**Estratto del testo**
Vermicino, la tragedia del piccolo Alfredo Rampi che cambiò il volto dell’Italia

Nessuno a distanza di tanti anni ha dimenticato la tragedia di Vermicino. Nel drammatico destino di Alfredino Rampi, il bambino di sei anni caduto in un pozzo artesiano, per la prima volta si perse il confine tra pubblico e privato.

Sono da poco passate le 19.00, Ferdinando Rampi, 41enne romano, passeggia con un paio di amici lungo un viottolo sterrato in mezzo alle vigne. Abita a piazza Bologna, nel centro di Roma, ma d’estate cerca rifugio con la sua famiglia in una villetta di campagna, tirata su mattone dopo mattone, in via di Vermicino, a pochi chilometri da Frascati. Il figlio maggiore Alfredo, un bambino di sei anni con una malformazione al cuore e in attesa di intervento nel frattempo gioca, ma vuole tornare a casa da solo e papà acconsente. Si tratta di percorrere pochi metri, un sentiero che conosceva bene. Perché non lasciarlo andare? Ad aspettarlo ci sarebbero state mamma Francesca e nonna Veja che stanno preparando la cena. Riccardo, il fratellino più piccolo, dorme. Il racconto è quello di una giornata qualunque. Una giornata di inizio estate che sarebbe diventata la tragedia di Vermicino.

Alle 19.20, quando papà Nando fa ritorno a casa Alfredo non c’è. Lo cercano ovunque, sembra sparito nel nulla. Per circa tre ore, gli agenti della polizia, allertati dai genitori preoccupati, battono le campagne circostanti, con l’aiuto delle unità cinofile. Metro dopo metro, mentre il buio sta per calare su Vermicino. Anche alcuni residenti della zona hanno deciso di dare una mano.

Mezz’ora dopo la mezzanotte, la terribile notizia: un agente ha sentito dei lamenti provenire da un pozzo artesiano. Basta tendere l’orecchio per sentire che qualcuno urla «Mamma». Alfredino è lì, in quel cunicolo, incastrato a circa 36 metri di profondità. Sotto i suoi piedi altri 44 metri di vuoto. Lo avevano già controllato: era coperto da una lamiera “fermata” con delle grosse pietre. Era impossibile che il bambino fosse scivolato, si convinsero tutti. Ma i lamenti provenienti dal fondo spazzarono via i dubbi. Si scoprì poi che il proprietario del pozzo, ignaro della tragedia, aveva coperto la superficie poco prima che cominciassero le ricerche.

**Obiettivo dichiarato A**
Ridimensiona i record dalla prima riga fino alla riga che contiene "<point>427,351</point>", estremi compresi: riscrivi tutte queste righe, richieste incluse, moltiplicando per 1,95 le coordinate dei punti nelle risposte e arrotondando all'intero, con le metà per eccesso. Nella risposta tralascia le immagini.
I record non hanno alcun rapporto con il testo sulla tragedia di Vermicino.

**Materiale estratto**
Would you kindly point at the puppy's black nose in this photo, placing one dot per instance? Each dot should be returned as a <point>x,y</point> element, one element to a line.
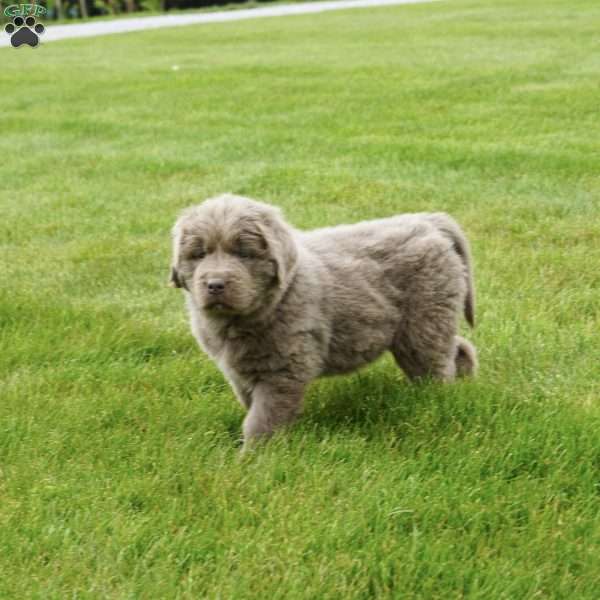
<point>215,286</point>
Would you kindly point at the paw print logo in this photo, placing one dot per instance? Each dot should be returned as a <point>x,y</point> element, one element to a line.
<point>24,31</point>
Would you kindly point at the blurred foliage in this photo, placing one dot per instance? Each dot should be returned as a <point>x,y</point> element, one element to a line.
<point>76,9</point>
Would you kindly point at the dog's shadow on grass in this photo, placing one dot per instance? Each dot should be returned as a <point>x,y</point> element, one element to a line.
<point>382,400</point>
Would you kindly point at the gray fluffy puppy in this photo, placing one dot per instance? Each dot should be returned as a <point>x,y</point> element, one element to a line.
<point>276,307</point>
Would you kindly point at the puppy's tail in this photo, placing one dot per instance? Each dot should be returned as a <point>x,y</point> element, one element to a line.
<point>451,229</point>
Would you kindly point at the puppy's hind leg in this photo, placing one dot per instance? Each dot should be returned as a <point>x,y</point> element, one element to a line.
<point>427,351</point>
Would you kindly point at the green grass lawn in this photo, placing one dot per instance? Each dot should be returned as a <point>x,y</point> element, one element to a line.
<point>119,467</point>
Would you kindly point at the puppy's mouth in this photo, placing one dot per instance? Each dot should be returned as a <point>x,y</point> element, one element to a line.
<point>218,307</point>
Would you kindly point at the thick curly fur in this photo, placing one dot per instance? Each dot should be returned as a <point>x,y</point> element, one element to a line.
<point>296,305</point>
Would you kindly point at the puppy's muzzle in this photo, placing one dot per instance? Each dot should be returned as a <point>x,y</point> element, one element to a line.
<point>215,287</point>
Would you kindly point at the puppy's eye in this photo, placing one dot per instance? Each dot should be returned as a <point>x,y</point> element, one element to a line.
<point>242,252</point>
<point>197,254</point>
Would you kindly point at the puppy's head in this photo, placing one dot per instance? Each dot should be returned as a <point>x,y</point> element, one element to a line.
<point>233,255</point>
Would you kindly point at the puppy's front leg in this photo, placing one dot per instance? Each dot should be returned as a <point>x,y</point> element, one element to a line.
<point>274,404</point>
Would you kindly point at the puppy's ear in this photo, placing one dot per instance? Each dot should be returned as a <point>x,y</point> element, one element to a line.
<point>175,280</point>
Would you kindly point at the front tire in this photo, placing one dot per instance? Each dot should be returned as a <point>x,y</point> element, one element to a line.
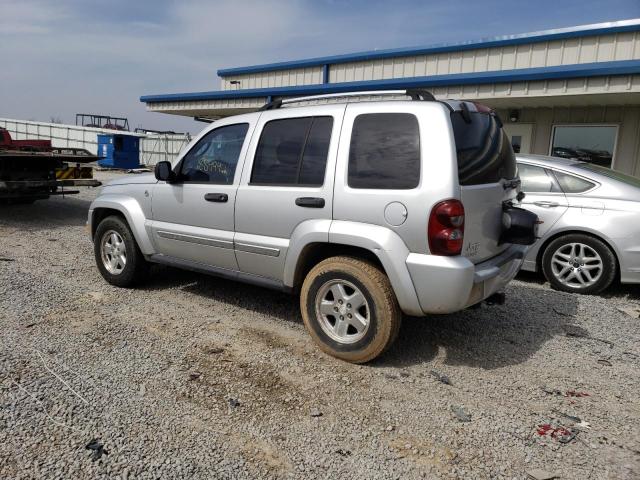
<point>117,255</point>
<point>349,309</point>
<point>579,263</point>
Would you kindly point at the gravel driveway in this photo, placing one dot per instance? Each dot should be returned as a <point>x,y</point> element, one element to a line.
<point>197,377</point>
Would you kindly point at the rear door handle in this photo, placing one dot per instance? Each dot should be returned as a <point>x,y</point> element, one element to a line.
<point>310,202</point>
<point>546,204</point>
<point>216,197</point>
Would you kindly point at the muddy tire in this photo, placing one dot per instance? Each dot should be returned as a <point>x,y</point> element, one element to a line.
<point>349,309</point>
<point>117,255</point>
<point>579,263</point>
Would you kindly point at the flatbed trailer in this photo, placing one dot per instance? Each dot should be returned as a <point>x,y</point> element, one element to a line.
<point>34,170</point>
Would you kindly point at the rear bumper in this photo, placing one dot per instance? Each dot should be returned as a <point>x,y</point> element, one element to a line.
<point>450,284</point>
<point>628,251</point>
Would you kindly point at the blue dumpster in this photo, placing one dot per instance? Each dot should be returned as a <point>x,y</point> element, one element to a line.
<point>119,151</point>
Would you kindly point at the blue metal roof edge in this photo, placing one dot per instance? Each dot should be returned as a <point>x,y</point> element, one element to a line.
<point>620,67</point>
<point>517,39</point>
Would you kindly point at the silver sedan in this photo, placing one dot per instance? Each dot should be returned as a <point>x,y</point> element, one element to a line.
<point>590,230</point>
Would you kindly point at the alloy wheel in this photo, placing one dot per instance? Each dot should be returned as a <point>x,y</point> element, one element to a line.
<point>113,252</point>
<point>342,311</point>
<point>576,265</point>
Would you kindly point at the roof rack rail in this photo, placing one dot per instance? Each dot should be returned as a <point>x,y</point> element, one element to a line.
<point>414,93</point>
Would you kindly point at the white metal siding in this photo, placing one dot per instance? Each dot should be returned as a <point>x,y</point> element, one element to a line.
<point>627,153</point>
<point>604,48</point>
<point>279,78</point>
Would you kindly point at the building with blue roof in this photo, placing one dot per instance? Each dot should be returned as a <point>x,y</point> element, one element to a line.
<point>572,92</point>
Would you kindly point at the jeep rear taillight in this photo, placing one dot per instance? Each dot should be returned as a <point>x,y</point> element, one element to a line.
<point>446,228</point>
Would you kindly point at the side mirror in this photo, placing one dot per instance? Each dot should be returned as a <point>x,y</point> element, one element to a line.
<point>164,172</point>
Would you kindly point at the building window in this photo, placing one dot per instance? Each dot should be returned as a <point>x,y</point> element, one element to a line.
<point>588,143</point>
<point>385,151</point>
<point>293,151</point>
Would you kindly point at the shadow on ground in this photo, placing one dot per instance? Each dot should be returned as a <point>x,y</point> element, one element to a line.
<point>48,214</point>
<point>488,337</point>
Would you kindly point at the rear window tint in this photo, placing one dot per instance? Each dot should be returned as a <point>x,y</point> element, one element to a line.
<point>607,172</point>
<point>573,184</point>
<point>385,151</point>
<point>293,151</point>
<point>536,179</point>
<point>484,152</point>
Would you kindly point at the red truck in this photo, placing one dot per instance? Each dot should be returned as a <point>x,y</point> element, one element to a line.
<point>29,169</point>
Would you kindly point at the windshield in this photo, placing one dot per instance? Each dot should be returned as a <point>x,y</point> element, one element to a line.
<point>607,172</point>
<point>483,149</point>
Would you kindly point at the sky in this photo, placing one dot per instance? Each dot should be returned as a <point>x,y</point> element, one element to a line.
<point>62,57</point>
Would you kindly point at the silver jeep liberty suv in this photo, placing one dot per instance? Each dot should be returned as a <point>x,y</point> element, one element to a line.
<point>368,205</point>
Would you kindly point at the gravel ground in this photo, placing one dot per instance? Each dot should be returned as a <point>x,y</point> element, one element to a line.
<point>196,377</point>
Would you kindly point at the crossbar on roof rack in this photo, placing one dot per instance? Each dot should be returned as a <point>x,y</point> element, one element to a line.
<point>413,93</point>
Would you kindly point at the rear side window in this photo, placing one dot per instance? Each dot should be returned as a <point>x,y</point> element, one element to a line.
<point>537,179</point>
<point>484,152</point>
<point>293,151</point>
<point>385,151</point>
<point>573,184</point>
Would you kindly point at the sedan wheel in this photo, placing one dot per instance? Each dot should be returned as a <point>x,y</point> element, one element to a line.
<point>576,265</point>
<point>579,263</point>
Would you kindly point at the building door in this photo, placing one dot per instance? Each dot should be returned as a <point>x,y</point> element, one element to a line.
<point>521,135</point>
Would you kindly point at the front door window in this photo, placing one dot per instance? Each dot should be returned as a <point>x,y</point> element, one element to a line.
<point>587,143</point>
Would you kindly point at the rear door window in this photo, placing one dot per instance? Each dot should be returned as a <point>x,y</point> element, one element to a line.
<point>384,151</point>
<point>483,149</point>
<point>293,151</point>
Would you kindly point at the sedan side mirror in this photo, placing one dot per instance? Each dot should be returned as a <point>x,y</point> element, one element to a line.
<point>164,172</point>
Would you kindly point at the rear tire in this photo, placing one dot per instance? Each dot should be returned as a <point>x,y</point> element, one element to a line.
<point>349,309</point>
<point>579,263</point>
<point>117,255</point>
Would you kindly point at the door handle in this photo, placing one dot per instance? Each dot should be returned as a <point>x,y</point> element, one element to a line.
<point>546,204</point>
<point>310,202</point>
<point>216,197</point>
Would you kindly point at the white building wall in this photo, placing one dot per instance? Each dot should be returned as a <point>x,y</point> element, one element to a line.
<point>280,78</point>
<point>602,48</point>
<point>626,157</point>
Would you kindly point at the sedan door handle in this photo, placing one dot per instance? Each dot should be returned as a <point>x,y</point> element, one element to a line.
<point>310,202</point>
<point>216,197</point>
<point>546,204</point>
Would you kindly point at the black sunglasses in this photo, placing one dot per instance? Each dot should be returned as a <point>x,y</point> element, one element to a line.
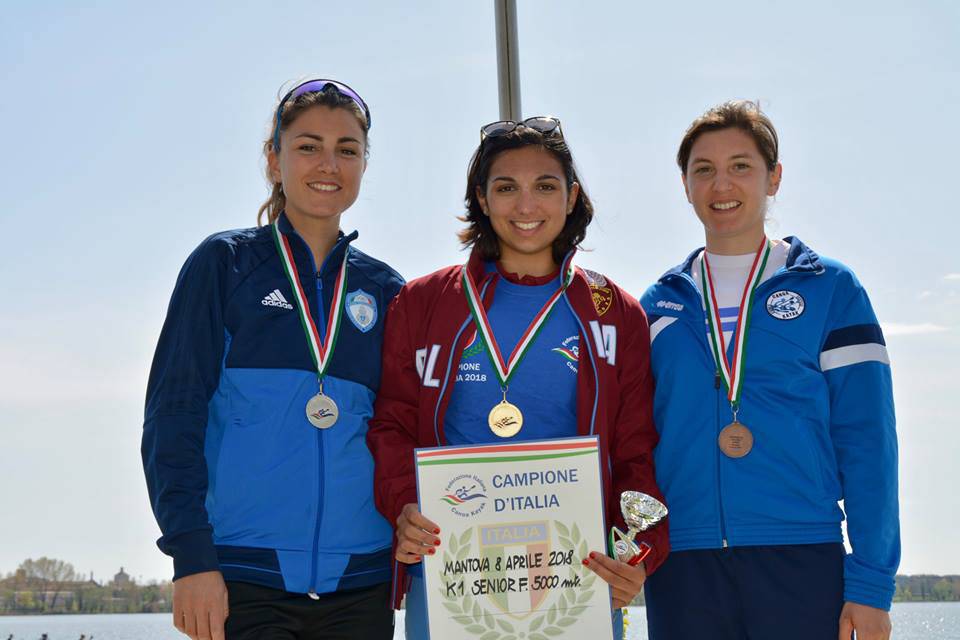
<point>543,124</point>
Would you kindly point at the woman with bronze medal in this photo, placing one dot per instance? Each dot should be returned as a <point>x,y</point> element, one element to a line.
<point>259,395</point>
<point>773,402</point>
<point>517,344</point>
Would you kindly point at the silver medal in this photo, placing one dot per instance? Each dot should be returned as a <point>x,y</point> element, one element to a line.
<point>322,411</point>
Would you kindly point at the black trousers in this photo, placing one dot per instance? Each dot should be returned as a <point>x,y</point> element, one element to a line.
<point>262,613</point>
<point>791,592</point>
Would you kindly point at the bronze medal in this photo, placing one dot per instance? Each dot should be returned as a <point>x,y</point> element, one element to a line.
<point>735,440</point>
<point>505,419</point>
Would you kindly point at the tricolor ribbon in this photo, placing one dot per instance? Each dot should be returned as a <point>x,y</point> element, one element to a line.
<point>504,369</point>
<point>320,350</point>
<point>732,372</point>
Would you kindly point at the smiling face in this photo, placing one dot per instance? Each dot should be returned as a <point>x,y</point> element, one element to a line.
<point>527,200</point>
<point>728,183</point>
<point>320,164</point>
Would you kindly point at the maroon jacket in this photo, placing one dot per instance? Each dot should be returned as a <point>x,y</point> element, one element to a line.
<point>427,328</point>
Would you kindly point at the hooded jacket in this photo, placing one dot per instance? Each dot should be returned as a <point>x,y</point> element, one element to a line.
<point>239,480</point>
<point>818,398</point>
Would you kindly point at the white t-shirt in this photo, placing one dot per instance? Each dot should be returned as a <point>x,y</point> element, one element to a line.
<point>730,276</point>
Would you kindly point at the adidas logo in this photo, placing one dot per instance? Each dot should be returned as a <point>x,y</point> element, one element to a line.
<point>275,299</point>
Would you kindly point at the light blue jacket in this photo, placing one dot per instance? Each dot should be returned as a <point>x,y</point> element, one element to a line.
<point>818,399</point>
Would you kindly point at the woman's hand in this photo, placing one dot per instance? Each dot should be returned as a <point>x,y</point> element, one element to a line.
<point>869,623</point>
<point>415,535</point>
<point>625,581</point>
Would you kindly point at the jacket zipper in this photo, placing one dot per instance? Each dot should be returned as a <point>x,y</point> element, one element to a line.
<point>723,521</point>
<point>446,376</point>
<point>718,388</point>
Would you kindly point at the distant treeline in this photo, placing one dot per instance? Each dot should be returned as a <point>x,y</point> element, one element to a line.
<point>925,588</point>
<point>48,585</point>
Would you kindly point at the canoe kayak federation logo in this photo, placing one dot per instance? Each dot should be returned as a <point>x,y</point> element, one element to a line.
<point>569,350</point>
<point>466,495</point>
<point>785,305</point>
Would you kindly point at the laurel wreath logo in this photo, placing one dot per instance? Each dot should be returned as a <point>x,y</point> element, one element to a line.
<point>568,608</point>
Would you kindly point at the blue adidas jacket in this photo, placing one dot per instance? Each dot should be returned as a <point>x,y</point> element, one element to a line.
<point>239,480</point>
<point>817,396</point>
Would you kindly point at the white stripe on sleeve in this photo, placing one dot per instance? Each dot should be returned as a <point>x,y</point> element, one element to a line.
<point>853,354</point>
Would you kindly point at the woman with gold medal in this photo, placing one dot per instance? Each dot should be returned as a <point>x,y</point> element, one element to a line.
<point>773,402</point>
<point>518,344</point>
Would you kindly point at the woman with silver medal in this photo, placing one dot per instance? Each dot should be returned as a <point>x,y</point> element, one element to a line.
<point>501,348</point>
<point>773,402</point>
<point>259,395</point>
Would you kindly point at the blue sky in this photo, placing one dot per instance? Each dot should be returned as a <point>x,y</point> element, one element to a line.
<point>134,132</point>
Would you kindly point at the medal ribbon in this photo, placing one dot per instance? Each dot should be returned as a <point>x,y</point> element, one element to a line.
<point>320,351</point>
<point>732,372</point>
<point>505,369</point>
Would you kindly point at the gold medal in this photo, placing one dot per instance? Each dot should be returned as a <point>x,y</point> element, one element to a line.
<point>735,440</point>
<point>322,411</point>
<point>505,419</point>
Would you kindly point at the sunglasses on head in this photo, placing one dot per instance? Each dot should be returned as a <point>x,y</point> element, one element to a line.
<point>316,86</point>
<point>543,124</point>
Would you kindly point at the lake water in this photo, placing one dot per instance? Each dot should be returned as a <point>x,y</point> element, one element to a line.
<point>911,621</point>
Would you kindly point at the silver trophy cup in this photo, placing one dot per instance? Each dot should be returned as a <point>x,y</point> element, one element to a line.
<point>640,512</point>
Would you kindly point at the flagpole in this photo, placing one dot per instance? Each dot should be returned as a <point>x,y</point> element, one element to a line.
<point>508,59</point>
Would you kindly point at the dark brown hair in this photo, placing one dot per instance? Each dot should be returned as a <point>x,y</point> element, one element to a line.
<point>735,114</point>
<point>330,98</point>
<point>479,232</point>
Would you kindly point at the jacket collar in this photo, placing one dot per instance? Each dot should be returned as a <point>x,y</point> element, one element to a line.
<point>800,259</point>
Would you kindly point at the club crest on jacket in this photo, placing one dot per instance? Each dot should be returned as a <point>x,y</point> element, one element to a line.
<point>362,310</point>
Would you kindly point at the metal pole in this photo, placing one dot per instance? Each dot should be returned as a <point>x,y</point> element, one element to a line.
<point>508,59</point>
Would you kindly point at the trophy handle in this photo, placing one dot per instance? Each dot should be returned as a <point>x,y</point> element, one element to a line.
<point>645,550</point>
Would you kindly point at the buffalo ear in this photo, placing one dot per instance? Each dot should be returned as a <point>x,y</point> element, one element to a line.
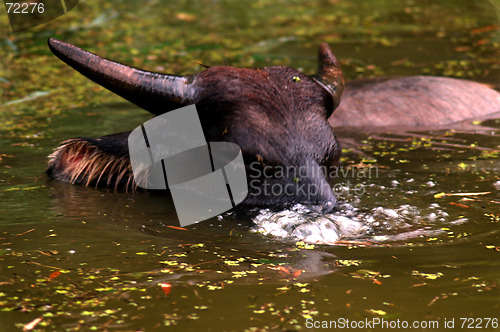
<point>102,161</point>
<point>330,75</point>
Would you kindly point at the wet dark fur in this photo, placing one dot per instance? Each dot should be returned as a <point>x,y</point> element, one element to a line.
<point>264,111</point>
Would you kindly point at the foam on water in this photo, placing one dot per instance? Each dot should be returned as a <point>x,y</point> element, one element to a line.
<point>348,222</point>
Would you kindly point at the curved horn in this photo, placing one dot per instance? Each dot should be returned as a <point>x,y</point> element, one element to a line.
<point>155,92</point>
<point>329,75</point>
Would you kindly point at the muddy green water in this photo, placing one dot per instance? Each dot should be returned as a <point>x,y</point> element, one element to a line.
<point>84,259</point>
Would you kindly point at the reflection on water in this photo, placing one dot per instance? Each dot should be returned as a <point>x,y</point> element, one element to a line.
<point>421,242</point>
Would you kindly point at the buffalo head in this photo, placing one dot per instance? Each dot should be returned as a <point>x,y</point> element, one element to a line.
<point>277,115</point>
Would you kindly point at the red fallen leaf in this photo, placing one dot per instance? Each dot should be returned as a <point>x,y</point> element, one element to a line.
<point>166,287</point>
<point>284,270</point>
<point>178,228</point>
<point>460,205</point>
<point>54,275</point>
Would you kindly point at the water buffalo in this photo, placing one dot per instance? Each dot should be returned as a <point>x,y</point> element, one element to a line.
<point>281,118</point>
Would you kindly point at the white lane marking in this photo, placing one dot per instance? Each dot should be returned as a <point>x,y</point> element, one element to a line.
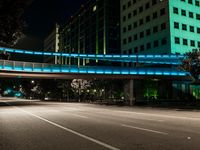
<point>70,130</point>
<point>80,116</point>
<point>144,129</point>
<point>156,115</point>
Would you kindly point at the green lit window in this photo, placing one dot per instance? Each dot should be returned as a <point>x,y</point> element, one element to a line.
<point>164,41</point>
<point>141,9</point>
<point>141,34</point>
<point>135,24</point>
<point>130,39</point>
<point>154,2</point>
<point>135,12</point>
<point>124,7</point>
<point>142,48</point>
<point>163,26</point>
<point>192,43</point>
<point>149,45</point>
<point>197,3</point>
<point>147,18</point>
<point>135,37</point>
<point>124,29</point>
<point>155,29</point>
<point>191,14</point>
<point>191,28</point>
<point>198,30</point>
<point>148,32</point>
<point>198,43</point>
<point>124,41</point>
<point>162,11</point>
<point>135,49</point>
<point>183,12</point>
<point>155,43</point>
<point>129,15</point>
<point>184,27</point>
<point>190,1</point>
<point>155,15</point>
<point>175,10</point>
<point>198,16</point>
<point>129,4</point>
<point>176,25</point>
<point>185,42</point>
<point>129,27</point>
<point>147,6</point>
<point>177,40</point>
<point>141,22</point>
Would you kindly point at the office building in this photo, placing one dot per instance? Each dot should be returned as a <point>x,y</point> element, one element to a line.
<point>159,26</point>
<point>51,44</point>
<point>94,29</point>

**Obiettivo dichiarato B**
Prosegui il testo sulla tragedia di Vermicino dopo la sua ultima frase.

**Risultato atteso A**
Would you kindly point at the puppy's black nose in this photo, placing one dot per instance? Each dot should be returned as a <point>x,y</point> element, one element to a line.
<point>419,558</point>
Would you kindly point at the paw print logo in this photo, placing one dot per instance? Each dot should be returned as a <point>x,y</point> element, one element to a line.
<point>47,60</point>
Would you kindly point at the blurred foliage in this photo, placing one dot per instance? Each dot should be returned as a <point>x,y</point> element, one element to a line.
<point>148,18</point>
Would you kindly point at the dog's shadow on grass in this photo, placing one dot per instance? Each dot should be returned as a <point>x,y</point> element, one element to a line.
<point>745,780</point>
Would you kindly point at the gray fluffy puppy in this photo, placing one dot per instance? Each dot should be returned as a <point>x,y</point> element, one element to a line.
<point>538,599</point>
Would you kindly point at the puppy's tail in this photo, placing one dot per instance? Each dot should be returned as a <point>x,y</point> element, one element to a line.
<point>879,447</point>
Would you kindly point at the puppy's hind leg in this photo, placing one dot per instance? Each dot should be returned as a <point>x,y</point> element, one element to a line.
<point>833,684</point>

**Risultato atteso B**
Ma non c’era tempo da perdere. Bisognava tirare fuori Alfredino, e bisognava tirarlo fuori il prima possibile!

Era il 10 giugno 1981, giorno in cui l’Italia cambiò volto, forse per sempre.

Le infinite notti di Vermicino

Il resto è una triste storia nota a tutti. Una tv locale si precipita sul posto a registrare il tentativo di salvataggio con una tavoletta di legno: si rivelerà un fallimento totale. Sarà il primo di una lunga serie di «errori», di soluzioni sbagliate, di prove inutili. Prima si decide di scavare un pozzo parallelo usando una trivella in grado di bucare il terreno. Si cerca addirittura un nano che possa entrare nel foro a prenderlo, poi un contorsionista. Persino un ragazzino di 15anni si offrì di calarsi in quel buco strettissimo, salvo poi essere bloccato già imbragato dal magistrato presente sul posto.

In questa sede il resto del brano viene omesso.